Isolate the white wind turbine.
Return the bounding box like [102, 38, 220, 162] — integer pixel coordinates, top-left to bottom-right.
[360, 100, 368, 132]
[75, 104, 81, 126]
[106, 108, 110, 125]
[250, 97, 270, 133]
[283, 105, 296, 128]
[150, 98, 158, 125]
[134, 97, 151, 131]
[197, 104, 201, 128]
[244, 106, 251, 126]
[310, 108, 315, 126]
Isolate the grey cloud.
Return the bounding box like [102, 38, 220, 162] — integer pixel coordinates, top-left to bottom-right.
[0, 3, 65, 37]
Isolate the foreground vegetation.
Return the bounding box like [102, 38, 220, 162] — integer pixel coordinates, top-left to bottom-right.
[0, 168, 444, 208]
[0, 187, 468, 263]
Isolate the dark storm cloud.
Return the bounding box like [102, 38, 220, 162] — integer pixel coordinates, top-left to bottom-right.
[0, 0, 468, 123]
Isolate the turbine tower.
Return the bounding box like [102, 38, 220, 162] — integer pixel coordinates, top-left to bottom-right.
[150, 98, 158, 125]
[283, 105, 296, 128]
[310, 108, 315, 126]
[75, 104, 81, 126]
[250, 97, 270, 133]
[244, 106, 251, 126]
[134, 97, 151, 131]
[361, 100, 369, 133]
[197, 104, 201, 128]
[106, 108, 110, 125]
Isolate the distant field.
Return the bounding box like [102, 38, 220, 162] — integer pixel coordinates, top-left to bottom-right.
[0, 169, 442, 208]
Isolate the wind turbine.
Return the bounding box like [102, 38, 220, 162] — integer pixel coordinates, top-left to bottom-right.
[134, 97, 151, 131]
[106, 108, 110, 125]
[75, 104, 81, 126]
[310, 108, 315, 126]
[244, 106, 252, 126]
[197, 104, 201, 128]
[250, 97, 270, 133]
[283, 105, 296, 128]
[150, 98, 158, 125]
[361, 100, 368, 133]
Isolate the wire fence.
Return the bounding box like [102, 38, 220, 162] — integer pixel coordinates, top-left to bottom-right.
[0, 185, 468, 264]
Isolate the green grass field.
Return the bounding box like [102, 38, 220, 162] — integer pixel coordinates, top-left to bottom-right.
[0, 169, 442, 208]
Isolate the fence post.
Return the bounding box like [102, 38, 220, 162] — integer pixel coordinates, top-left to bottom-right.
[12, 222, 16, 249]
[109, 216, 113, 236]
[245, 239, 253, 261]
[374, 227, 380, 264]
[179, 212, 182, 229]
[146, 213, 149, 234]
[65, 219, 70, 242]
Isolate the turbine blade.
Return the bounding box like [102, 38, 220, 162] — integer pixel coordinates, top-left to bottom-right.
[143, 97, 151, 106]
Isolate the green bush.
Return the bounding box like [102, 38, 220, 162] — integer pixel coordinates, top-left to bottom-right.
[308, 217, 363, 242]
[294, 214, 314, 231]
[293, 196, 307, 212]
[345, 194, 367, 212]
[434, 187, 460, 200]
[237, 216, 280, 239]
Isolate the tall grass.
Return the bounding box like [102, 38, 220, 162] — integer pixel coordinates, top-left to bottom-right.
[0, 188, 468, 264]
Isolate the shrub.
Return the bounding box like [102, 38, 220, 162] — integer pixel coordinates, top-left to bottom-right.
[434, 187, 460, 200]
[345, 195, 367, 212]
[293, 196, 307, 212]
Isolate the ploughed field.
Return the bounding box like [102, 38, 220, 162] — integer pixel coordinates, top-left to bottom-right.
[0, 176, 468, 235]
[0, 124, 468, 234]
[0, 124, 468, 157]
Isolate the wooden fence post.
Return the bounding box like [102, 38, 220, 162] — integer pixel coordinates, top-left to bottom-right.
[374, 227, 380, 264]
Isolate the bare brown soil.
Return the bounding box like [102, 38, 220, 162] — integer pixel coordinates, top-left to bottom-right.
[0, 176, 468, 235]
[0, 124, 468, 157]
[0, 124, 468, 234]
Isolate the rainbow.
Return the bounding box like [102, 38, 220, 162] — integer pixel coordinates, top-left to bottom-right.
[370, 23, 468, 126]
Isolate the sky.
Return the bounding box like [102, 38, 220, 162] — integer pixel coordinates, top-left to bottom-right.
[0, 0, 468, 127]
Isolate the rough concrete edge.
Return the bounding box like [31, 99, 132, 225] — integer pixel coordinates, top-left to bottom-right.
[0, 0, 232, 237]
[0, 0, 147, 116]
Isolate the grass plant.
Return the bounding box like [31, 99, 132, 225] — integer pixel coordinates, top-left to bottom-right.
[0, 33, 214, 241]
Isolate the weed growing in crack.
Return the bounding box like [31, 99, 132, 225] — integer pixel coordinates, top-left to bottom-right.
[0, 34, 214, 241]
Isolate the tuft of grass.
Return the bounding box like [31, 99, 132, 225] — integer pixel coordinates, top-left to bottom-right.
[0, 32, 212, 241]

____________

### Requirements
Reproduce the listing lines from the one containing "Isolate the foreground vegetation." through the one containing "[0, 0, 468, 123]", inclusive, requests and all. Multiply every bounding box coordinate in the answers by 1.2 and round to whole numbers, halves up, but leave the numbers in the requests and their format samples unchanged.

### Output of the task
Isolate the foreground vegetation.
Return the bounding box like [102, 38, 220, 162] — integer pixel coordinates, top-left to bottom-right.
[0, 202, 533, 250]
[0, 224, 562, 316]
Isolate the dark storm cloud.
Return the bounding box like [102, 38, 220, 162] — integer pixel coordinates, top-left to bottom-right.
[0, 0, 562, 148]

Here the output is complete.